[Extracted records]
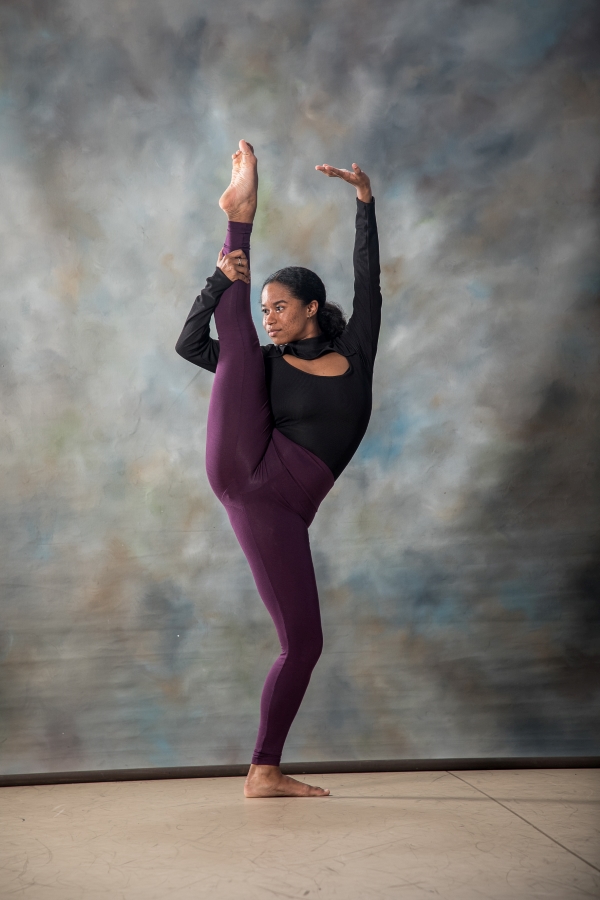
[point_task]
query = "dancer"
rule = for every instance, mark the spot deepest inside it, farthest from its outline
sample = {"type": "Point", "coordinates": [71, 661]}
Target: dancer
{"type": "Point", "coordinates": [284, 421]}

## Objective
Copy the lines above word for word, omitting the picture.

## Task result
[point_task]
query = "dancer"
rule = for every instance, mark the spot deepest inside it, farthest from its outline
sample = {"type": "Point", "coordinates": [71, 661]}
Target: dancer
{"type": "Point", "coordinates": [284, 421]}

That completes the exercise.